__RECORD EXTRACTS__
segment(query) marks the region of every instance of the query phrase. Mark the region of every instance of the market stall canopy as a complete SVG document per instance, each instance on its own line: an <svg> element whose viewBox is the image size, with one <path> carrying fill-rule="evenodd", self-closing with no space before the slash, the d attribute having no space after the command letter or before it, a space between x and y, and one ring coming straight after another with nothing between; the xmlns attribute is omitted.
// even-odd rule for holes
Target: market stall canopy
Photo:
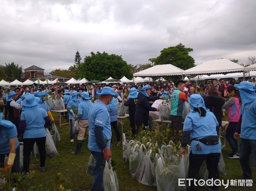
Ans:
<svg viewBox="0 0 256 191"><path fill-rule="evenodd" d="M209 77L208 75L198 75L195 77L191 78L192 80L205 80L205 78Z"/></svg>
<svg viewBox="0 0 256 191"><path fill-rule="evenodd" d="M224 78L225 78L225 75L222 74L217 74L210 75L208 77L206 77L205 79L220 79Z"/></svg>
<svg viewBox="0 0 256 191"><path fill-rule="evenodd" d="M182 75L184 71L172 64L154 66L151 68L134 74L134 76L164 76Z"/></svg>
<svg viewBox="0 0 256 191"><path fill-rule="evenodd" d="M244 67L227 59L209 60L183 71L183 74L207 74L241 72Z"/></svg>
<svg viewBox="0 0 256 191"><path fill-rule="evenodd" d="M250 71L251 70L256 70L256 64L244 67L244 70L246 71Z"/></svg>
<svg viewBox="0 0 256 191"><path fill-rule="evenodd" d="M6 82L4 80L2 80L0 81L0 86L9 86L10 85L10 83Z"/></svg>
<svg viewBox="0 0 256 191"><path fill-rule="evenodd" d="M33 83L34 83L34 82L33 82L32 81L31 81L29 79L27 79L26 80L25 82L24 82L23 83L23 85L28 86L28 85L32 85Z"/></svg>
<svg viewBox="0 0 256 191"><path fill-rule="evenodd" d="M86 79L85 78L84 78L82 80L78 81L77 83L87 83L87 82L88 82L87 79Z"/></svg>
<svg viewBox="0 0 256 191"><path fill-rule="evenodd" d="M87 82L87 83L92 84L92 83L100 83L101 82L100 81L97 80L93 80L89 81L89 82Z"/></svg>
<svg viewBox="0 0 256 191"><path fill-rule="evenodd" d="M121 82L122 82L122 83L128 83L129 82L129 81L130 81L130 80L129 80L128 78L127 78L125 76L124 76L123 77L122 77L119 80L120 80L120 81L121 81Z"/></svg>
<svg viewBox="0 0 256 191"><path fill-rule="evenodd" d="M69 80L66 82L66 83L67 84L67 83L73 84L73 83L77 83L77 82L78 82L78 81L76 80L75 78L73 77L71 79L70 79Z"/></svg>
<svg viewBox="0 0 256 191"><path fill-rule="evenodd" d="M41 80L39 80L39 83L38 83L38 80L37 80L35 82L34 82L33 83L37 83L38 85L39 85L45 84L45 83L44 83L44 82L43 81L42 81Z"/></svg>
<svg viewBox="0 0 256 191"><path fill-rule="evenodd" d="M132 80L130 80L129 82L130 83L140 83L140 82L144 82L144 79L141 77L134 77Z"/></svg>
<svg viewBox="0 0 256 191"><path fill-rule="evenodd" d="M21 86L23 85L23 83L16 79L13 82L10 83L9 85L10 86Z"/></svg>

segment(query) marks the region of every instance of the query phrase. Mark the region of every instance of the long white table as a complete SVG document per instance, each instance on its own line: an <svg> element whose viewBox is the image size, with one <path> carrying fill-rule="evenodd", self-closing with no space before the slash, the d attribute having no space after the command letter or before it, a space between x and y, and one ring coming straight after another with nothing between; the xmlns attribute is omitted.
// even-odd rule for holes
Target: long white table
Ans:
<svg viewBox="0 0 256 191"><path fill-rule="evenodd" d="M69 124L69 123L61 123L61 117L68 115L68 114L67 115L65 115L65 114L64 114L64 115L61 114L62 114L63 113L67 111L67 109L63 109L62 110L52 110L51 111L55 112L59 114L60 118L60 127L61 127L61 125Z"/></svg>

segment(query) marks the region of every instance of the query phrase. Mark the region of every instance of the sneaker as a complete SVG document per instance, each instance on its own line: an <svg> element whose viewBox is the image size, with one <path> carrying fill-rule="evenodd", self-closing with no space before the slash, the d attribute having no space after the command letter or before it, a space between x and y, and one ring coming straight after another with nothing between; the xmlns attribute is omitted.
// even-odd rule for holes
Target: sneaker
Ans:
<svg viewBox="0 0 256 191"><path fill-rule="evenodd" d="M239 159L239 154L234 154L233 155L228 156L227 158L229 159Z"/></svg>
<svg viewBox="0 0 256 191"><path fill-rule="evenodd" d="M39 171L45 171L45 166L43 166L43 167L40 167Z"/></svg>

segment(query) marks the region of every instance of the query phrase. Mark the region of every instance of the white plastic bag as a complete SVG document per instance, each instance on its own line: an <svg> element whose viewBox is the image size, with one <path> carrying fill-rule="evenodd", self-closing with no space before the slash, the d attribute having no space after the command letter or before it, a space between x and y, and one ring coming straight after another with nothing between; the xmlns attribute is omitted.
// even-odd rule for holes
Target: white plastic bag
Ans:
<svg viewBox="0 0 256 191"><path fill-rule="evenodd" d="M123 141L122 141L122 147L123 147L123 159L124 162L129 162L129 155L131 150L130 147L127 143L125 134L123 133Z"/></svg>
<svg viewBox="0 0 256 191"><path fill-rule="evenodd" d="M40 157L38 147L36 143L34 143L34 154L35 155L35 157L36 158L39 159Z"/></svg>
<svg viewBox="0 0 256 191"><path fill-rule="evenodd" d="M105 191L117 191L115 175L113 172L111 160L106 161L103 171L103 186Z"/></svg>
<svg viewBox="0 0 256 191"><path fill-rule="evenodd" d="M86 170L86 172L89 174L93 176L93 169L95 167L95 162L94 162L94 157L93 155L91 154L90 156L90 159L89 159L89 162L88 162L88 165L87 165L87 169Z"/></svg>
<svg viewBox="0 0 256 191"><path fill-rule="evenodd" d="M75 117L73 117L72 118L72 124L73 125L73 134L76 134L78 133L79 131L79 120L77 120L76 121L75 119Z"/></svg>
<svg viewBox="0 0 256 191"><path fill-rule="evenodd" d="M58 154L58 151L56 149L55 144L52 137L52 135L47 128L44 128L46 134L46 140L45 141L45 150L46 155L49 158L52 158Z"/></svg>

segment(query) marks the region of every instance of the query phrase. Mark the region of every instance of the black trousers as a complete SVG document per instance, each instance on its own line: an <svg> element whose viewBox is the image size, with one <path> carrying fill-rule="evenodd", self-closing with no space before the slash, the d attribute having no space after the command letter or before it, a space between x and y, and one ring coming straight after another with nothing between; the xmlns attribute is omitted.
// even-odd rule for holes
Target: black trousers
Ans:
<svg viewBox="0 0 256 191"><path fill-rule="evenodd" d="M23 139L23 171L29 171L30 157L31 151L33 148L35 142L38 146L38 151L40 155L40 167L45 166L46 154L45 152L46 137L39 138Z"/></svg>
<svg viewBox="0 0 256 191"><path fill-rule="evenodd" d="M189 167L189 177L198 180L198 174L201 165L205 160L207 169L209 171L208 179L212 178L213 180L219 179L220 175L218 170L218 163L220 160L220 153L210 153L206 154L195 154L190 152ZM198 191L198 188L194 184L194 181L190 187L190 191ZM212 191L218 190L218 186L213 186Z"/></svg>

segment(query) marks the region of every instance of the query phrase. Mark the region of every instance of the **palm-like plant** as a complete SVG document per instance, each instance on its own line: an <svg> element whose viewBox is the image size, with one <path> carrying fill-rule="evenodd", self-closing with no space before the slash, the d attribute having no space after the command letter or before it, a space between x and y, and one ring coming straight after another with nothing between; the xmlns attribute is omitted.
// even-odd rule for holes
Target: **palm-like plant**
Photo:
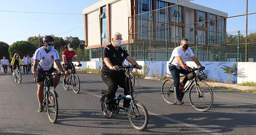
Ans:
<svg viewBox="0 0 256 135"><path fill-rule="evenodd" d="M236 76L237 75L237 64L235 63L231 67L229 67L225 65L222 65L224 67L221 67L220 68L225 71L224 73L227 73L229 75L228 79L230 83L234 84L235 83L231 79L231 75L234 75Z"/></svg>

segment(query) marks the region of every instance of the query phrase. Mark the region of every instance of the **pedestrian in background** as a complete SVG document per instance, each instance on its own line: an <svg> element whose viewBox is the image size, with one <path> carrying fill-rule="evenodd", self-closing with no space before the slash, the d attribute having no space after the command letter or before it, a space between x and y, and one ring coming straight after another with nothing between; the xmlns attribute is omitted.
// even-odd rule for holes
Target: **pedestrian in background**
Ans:
<svg viewBox="0 0 256 135"><path fill-rule="evenodd" d="M13 72L12 71L12 66L11 64L11 63L12 63L12 57L11 57L10 59L9 60L8 66L10 68L10 70L11 72L12 72L12 72Z"/></svg>
<svg viewBox="0 0 256 135"><path fill-rule="evenodd" d="M24 56L23 58L24 59L21 60L21 61L22 61L22 63L23 64L23 72L25 73L25 68L26 68L26 73L28 73L28 60L26 59L25 56Z"/></svg>
<svg viewBox="0 0 256 135"><path fill-rule="evenodd" d="M1 62L1 66L3 67L4 74L7 73L8 70L8 61L5 59L5 57L3 57L3 60Z"/></svg>
<svg viewBox="0 0 256 135"><path fill-rule="evenodd" d="M31 58L29 57L29 56L28 55L27 56L27 60L28 61L28 72L30 72L30 70L31 69Z"/></svg>

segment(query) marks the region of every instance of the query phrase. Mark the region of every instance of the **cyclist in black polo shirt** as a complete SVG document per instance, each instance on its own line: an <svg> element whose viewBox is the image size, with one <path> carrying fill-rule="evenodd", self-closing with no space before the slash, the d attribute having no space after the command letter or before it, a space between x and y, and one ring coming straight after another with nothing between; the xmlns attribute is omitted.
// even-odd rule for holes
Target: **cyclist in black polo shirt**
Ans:
<svg viewBox="0 0 256 135"><path fill-rule="evenodd" d="M129 84L129 79L125 79L126 76L125 74L124 71L118 70L119 66L123 66L125 59L133 65L138 65L126 51L120 47L122 40L122 34L119 32L114 32L112 35L112 43L103 49L101 78L109 87L106 103L107 110L109 111L112 111L112 101L115 97L118 86L124 88L125 94L129 94L125 82L126 81L126 83ZM142 66L140 65L137 66L137 67L140 69L142 68ZM130 101L130 100L124 100L124 108L129 107Z"/></svg>

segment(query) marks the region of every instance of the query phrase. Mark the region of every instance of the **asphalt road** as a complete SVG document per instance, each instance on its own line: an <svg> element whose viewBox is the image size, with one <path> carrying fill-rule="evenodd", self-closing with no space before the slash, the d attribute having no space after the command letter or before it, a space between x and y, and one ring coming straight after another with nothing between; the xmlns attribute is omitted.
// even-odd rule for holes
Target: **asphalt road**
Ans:
<svg viewBox="0 0 256 135"><path fill-rule="evenodd" d="M194 109L186 93L182 105L169 105L162 97L162 82L139 79L139 94L149 124L140 132L130 126L127 114L106 118L101 111L100 91L107 86L99 74L78 73L81 89L75 94L61 83L59 114L55 123L45 112L38 113L37 86L31 74L22 74L21 84L9 73L0 73L1 135L252 135L256 133L256 94L212 88L213 104L206 112ZM121 90L116 94L121 94Z"/></svg>

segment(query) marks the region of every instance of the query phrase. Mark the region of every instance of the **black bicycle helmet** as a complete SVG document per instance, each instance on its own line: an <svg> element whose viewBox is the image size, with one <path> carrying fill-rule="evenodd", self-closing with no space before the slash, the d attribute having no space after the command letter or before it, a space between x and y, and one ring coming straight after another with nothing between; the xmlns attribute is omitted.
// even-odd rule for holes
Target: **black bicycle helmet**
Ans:
<svg viewBox="0 0 256 135"><path fill-rule="evenodd" d="M68 47L74 47L74 45L72 43L69 43L67 45Z"/></svg>
<svg viewBox="0 0 256 135"><path fill-rule="evenodd" d="M55 40L55 39L54 39L54 38L51 35L46 35L43 38L43 41L44 42L47 42L51 41L53 42Z"/></svg>

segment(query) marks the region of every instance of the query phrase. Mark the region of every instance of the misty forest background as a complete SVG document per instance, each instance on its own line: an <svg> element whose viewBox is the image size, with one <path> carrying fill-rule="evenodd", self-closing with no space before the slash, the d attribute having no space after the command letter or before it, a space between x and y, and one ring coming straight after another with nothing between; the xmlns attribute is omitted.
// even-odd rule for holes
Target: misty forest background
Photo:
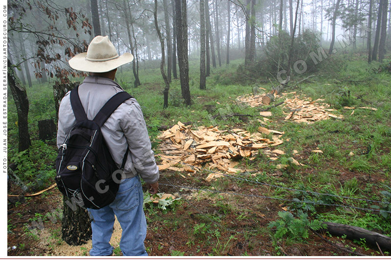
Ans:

__YOUR GOAL__
Extract the records above from the line containing "of the white" through the line containing "117L73 117L72 118L72", inclusive, and repeat those lines exactly.

__COMPLETE OUTPUT__
segment(query) marks the region of every instance of the query phrase. Mark the region of every instance of the white plastic bag as a complete SVG document per instance, each instance on its own line: an <svg> element whose viewBox is the image size, with one <path> carrying fill-rule="evenodd", self-closing with no space before the slash, the d attribute having no space after the command letter or before it, a space between x and y, and one ring coming straight after another with nothing between; the xmlns attribute is omitted.
// even-odd rule for holes
Target: white plastic bag
Ans:
<svg viewBox="0 0 256 191"><path fill-rule="evenodd" d="M123 141L122 141L122 147L123 147L123 159L124 162L129 162L129 155L131 150L130 147L127 143L125 134L123 133Z"/></svg>
<svg viewBox="0 0 256 191"><path fill-rule="evenodd" d="M40 157L38 147L36 143L34 143L34 154L35 155L35 157L36 158L39 159Z"/></svg>
<svg viewBox="0 0 256 191"><path fill-rule="evenodd" d="M105 191L117 191L115 175L113 172L111 160L106 161L103 171L103 186Z"/></svg>
<svg viewBox="0 0 256 191"><path fill-rule="evenodd" d="M86 170L86 172L89 174L93 176L93 169L95 167L95 162L94 162L94 157L93 155L91 154L90 156L90 159L89 159L89 162L88 162L88 165L87 165L87 169Z"/></svg>
<svg viewBox="0 0 256 191"><path fill-rule="evenodd" d="M75 117L73 117L72 118L72 124L73 125L73 134L76 134L78 133L79 131L79 120L77 120L76 121L75 119Z"/></svg>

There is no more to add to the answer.